*INSTRUCTION*. Rewrite the data starting with the line that contains "Where can you see the short" and going on through the end of the data, replacing "short sleeve" with "cap sleeve" and leaving everything else unchanged.

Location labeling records
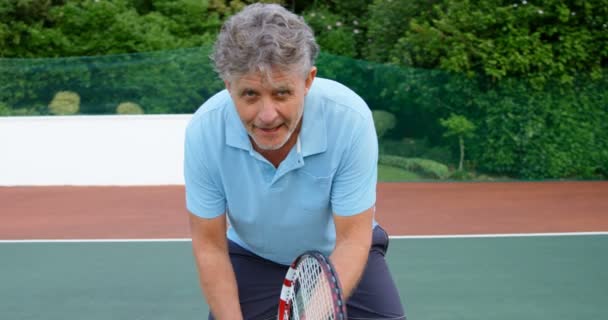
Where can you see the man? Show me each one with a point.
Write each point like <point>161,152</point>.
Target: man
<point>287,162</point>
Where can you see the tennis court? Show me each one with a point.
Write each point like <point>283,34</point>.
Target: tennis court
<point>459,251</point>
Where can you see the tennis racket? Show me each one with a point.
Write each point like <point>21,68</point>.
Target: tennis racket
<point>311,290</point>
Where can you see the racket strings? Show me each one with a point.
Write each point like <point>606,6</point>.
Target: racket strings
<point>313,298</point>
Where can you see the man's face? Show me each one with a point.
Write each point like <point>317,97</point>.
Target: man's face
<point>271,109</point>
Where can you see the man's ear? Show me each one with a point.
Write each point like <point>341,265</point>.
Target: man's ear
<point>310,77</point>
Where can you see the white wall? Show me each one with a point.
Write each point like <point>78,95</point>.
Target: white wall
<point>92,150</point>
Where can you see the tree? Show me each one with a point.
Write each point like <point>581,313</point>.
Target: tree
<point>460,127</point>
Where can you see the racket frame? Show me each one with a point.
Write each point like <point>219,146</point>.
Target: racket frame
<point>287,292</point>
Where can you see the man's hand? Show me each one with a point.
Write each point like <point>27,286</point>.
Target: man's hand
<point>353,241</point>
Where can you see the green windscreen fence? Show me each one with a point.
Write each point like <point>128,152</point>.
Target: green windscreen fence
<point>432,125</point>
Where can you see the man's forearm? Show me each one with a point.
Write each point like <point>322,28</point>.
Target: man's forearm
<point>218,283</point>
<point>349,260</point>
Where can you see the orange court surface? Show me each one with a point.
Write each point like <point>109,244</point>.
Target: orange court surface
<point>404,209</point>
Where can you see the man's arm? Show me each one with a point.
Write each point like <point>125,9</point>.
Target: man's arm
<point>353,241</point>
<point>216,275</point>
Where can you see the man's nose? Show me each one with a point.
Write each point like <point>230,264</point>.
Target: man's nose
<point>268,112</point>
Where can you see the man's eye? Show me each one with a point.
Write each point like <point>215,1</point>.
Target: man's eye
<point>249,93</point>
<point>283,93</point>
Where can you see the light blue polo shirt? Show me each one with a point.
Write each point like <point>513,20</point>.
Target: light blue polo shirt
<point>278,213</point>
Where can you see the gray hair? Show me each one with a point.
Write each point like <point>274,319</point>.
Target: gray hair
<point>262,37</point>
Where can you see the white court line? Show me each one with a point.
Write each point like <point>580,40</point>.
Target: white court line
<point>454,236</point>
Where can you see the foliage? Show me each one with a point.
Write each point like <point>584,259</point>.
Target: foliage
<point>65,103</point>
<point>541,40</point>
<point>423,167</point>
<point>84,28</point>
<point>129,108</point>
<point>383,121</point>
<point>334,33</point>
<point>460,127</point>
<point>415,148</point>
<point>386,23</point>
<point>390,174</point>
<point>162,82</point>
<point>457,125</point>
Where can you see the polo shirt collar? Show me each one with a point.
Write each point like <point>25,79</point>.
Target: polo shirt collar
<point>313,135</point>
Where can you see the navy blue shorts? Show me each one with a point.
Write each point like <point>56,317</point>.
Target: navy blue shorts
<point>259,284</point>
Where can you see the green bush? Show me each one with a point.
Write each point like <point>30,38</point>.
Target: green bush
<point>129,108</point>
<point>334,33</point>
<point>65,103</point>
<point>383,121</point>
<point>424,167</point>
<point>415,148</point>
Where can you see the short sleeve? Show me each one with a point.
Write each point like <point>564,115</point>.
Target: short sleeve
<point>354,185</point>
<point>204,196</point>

*IN RESPONSE*.
Where can you see the cap sleeve? Show me each one with a point.
Write each point like <point>564,115</point>.
Target: cap sleeve
<point>354,185</point>
<point>204,196</point>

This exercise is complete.